• _Instructions to follow_
Please output the entries below from the line that contains "ice cliff face" through the final line, reproduced exactly and alone.

(Data items)
= = = = = = =
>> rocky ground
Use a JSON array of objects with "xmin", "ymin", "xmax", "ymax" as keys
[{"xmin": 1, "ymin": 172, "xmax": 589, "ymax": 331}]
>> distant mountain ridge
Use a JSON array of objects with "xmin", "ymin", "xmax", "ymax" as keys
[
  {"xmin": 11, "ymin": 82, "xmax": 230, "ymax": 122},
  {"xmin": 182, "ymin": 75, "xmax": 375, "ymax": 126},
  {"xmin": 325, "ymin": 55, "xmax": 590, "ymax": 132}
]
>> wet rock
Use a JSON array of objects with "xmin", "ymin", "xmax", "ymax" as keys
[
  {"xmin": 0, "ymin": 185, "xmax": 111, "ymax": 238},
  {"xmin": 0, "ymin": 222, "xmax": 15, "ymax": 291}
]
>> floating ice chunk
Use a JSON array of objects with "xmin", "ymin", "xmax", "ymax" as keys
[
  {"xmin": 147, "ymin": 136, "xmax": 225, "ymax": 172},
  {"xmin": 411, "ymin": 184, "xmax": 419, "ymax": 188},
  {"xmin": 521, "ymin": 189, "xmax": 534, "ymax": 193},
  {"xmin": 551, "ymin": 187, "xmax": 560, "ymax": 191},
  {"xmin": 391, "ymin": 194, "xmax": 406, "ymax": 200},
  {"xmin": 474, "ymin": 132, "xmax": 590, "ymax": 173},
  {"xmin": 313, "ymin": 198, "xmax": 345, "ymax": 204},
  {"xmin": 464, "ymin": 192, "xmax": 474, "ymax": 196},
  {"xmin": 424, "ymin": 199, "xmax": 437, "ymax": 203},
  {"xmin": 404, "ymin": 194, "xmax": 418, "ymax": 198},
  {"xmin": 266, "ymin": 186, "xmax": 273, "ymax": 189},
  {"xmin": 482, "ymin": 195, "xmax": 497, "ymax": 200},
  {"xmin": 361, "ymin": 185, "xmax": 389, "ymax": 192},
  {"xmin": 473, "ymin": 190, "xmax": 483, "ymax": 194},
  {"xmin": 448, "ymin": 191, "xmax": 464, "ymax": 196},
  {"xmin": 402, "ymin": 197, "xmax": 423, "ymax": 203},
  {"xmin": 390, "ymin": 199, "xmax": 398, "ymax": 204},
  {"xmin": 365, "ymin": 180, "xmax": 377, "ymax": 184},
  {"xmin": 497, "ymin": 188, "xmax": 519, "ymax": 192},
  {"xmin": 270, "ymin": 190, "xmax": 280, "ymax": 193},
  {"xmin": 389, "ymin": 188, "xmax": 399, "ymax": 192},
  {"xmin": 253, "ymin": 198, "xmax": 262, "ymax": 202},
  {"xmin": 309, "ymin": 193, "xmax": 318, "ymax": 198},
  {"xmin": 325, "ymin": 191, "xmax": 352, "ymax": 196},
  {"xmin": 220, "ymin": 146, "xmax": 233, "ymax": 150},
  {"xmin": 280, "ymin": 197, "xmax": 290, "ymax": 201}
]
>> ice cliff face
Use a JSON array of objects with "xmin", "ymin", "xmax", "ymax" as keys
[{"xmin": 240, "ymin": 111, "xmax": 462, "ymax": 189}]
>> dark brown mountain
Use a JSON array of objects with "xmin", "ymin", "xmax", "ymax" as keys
= = = = = = =
• _Output of the exercise_
>> ice cliff face
Use a JSON array of objects with "xmin", "ymin", "xmax", "ymax" as keys
[{"xmin": 240, "ymin": 111, "xmax": 462, "ymax": 189}]
>> dark brown mountain
Use a JSON array of objects with "xmin", "ymin", "xmax", "ymax" as keys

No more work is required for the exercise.